But what do you say when love is tested and love is lost? We might as well be in a funeral, fumbling for words that are tentative, agonizing over how we are to recover, wondering if we shall ever be able to gather the pieces from our splintered loves. When love is lost, life is lost.

Rather than walk the social and political minefield that is divorce (which will surely take more than a Sunday column such as this), perhaps we could spend this little space dwelling on the mystery of our humanity, especially as it includes our indelible weaknesses, the sorrowful reality of our infidelity, the vulnerability of our commitments, the unspeakable pain in all that has been broken.

The song by Michel Legrand (with lyrics by Alan and Marilyn Bergman and made popular by James Ingram) is full of questions that haunt us:

“How do you keep the music playing? How do you make it last? How do you keep the song from fading too fast? How do you lose yourself to someone and never lose your way? How do you not run out of new things to say? And since you know we’re always changing, how can it be the same?”

Then the clincher: “The more I love the more that I’m afraid that in your eyes I may not see forever.” We may be beings made for love and out of love, but we are also creatures of fear. Ultimately, it is death we are afraid of, the end of what we so desire to be endless.

It is only right then that we confess this sorrowful mystery, the reality of failure and futility in our lives. There are times the song does fade and people do lose their way and love grows faint and the heart is no longer the same. It helps that there is a pace in all this; that the diminishment does not happen overnight. Just as love takes time, so too does its dissolution. Somewhere downstream, by the grace of God, family and community (and by dint of will and adaptive loving), many of us are able to recover and regain our bearings. But there are those who remain mired in dysfunction. We do not desire this but when the dysfunction refuses to go away, we know that the grief can lead to even greater dysfunction and unbearable pain.

Our faith in God and in our own selves enables us to see that this is the exception rather than the rule. It is this same faith that trains us to be self-honest, telling us that we cannot just paper this exception over. It is our faith in God who sees all things that allows us to treat the exception with utmost care since we are not always privy to the interior movements and complex motivations of people.

- _Records provided_:
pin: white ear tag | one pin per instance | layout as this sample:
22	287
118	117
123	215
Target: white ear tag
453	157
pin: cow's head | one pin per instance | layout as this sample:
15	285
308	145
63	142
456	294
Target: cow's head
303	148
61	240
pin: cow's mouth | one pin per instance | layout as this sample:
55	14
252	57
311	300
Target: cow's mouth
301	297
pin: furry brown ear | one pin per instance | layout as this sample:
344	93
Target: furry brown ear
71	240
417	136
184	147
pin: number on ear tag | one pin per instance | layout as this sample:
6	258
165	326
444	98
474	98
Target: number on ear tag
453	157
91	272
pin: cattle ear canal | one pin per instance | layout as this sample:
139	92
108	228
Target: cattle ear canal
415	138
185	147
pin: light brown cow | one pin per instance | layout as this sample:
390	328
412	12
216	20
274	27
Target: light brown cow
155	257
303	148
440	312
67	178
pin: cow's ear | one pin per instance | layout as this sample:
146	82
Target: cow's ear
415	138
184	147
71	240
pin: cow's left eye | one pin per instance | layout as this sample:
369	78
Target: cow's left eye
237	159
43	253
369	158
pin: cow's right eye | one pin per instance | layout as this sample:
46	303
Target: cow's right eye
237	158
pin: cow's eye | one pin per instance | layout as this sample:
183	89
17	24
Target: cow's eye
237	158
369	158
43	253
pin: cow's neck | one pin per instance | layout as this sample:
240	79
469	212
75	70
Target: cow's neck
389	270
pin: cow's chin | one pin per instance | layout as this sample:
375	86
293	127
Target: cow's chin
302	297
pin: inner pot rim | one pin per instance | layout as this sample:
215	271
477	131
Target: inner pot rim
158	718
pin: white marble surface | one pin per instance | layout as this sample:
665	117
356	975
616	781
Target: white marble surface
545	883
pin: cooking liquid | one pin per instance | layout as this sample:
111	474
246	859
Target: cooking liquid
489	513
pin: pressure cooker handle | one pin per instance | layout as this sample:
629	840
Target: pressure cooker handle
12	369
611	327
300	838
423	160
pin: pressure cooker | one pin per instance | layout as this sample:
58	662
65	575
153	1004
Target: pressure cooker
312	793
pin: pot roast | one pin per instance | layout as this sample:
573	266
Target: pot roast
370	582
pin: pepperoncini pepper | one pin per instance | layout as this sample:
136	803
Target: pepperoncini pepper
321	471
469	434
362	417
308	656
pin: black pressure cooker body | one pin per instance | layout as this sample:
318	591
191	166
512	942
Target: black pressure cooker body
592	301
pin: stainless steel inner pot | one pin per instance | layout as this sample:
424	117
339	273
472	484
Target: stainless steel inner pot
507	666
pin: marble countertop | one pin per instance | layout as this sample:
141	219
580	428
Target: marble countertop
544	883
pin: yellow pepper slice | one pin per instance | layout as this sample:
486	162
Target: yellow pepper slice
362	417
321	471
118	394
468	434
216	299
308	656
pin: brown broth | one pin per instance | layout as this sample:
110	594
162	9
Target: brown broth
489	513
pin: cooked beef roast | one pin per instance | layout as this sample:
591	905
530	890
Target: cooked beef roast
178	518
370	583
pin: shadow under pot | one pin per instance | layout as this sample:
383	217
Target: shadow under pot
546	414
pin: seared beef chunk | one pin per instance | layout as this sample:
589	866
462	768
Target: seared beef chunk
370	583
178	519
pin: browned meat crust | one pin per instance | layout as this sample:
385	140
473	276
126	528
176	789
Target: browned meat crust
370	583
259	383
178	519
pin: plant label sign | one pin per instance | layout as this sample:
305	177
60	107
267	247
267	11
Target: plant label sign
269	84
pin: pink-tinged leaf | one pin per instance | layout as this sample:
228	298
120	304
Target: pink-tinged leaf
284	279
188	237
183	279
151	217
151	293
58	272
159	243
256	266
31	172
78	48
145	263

- _Exercise instructions_:
**a)** In the essay on lost love, which singer made the Michel Legrand song popular?
**b)** Please continue the essay on lost love, starting after its final sentence.

- _Task-by-task results_:
**a)** James Ingram.

**b)**
It helps to understand that commitment is first of all a mystery. In the book, Should Anyone Say Forever, John Haughey SJ writes:

“[Commitment] is at the core of the mystery that every person is…. [It] must be affirmed as part of the mystery of the person that cannot or should not be disgorged from that center. It can be contemplated but not penetrated. One must approach a person’s commitment with the same reverence each human being deserves. We associate mystery, perhaps, with our ignorance and insufficiency. But that association is unfortunate and inaccurate. We are not a mystery because of any insufficiency in ourselves – of insight or intellect or whatever. We are a mystery because we are not confined to the here and now. We are not limited by what we are now or know now. Illimitability is written into every aspect of our living.”

Our illimitability. This is our mystery. We see this every time we are drawn to what is larger than ourselves, to what is infinite, even as we are mired in all that is limited about us. We are more than our mortality. And we see this in our refusal inside to be limited by what we have loved and lost. We refuse to be defined by our regrets of the past, the anxieties of today and our fears of tomorrow.

And so perhaps that is why scars notwithstanding, we are able to love again and again until our loves love grow old well into the evening, lasting beyond the twelfth of never, overcoming whatever.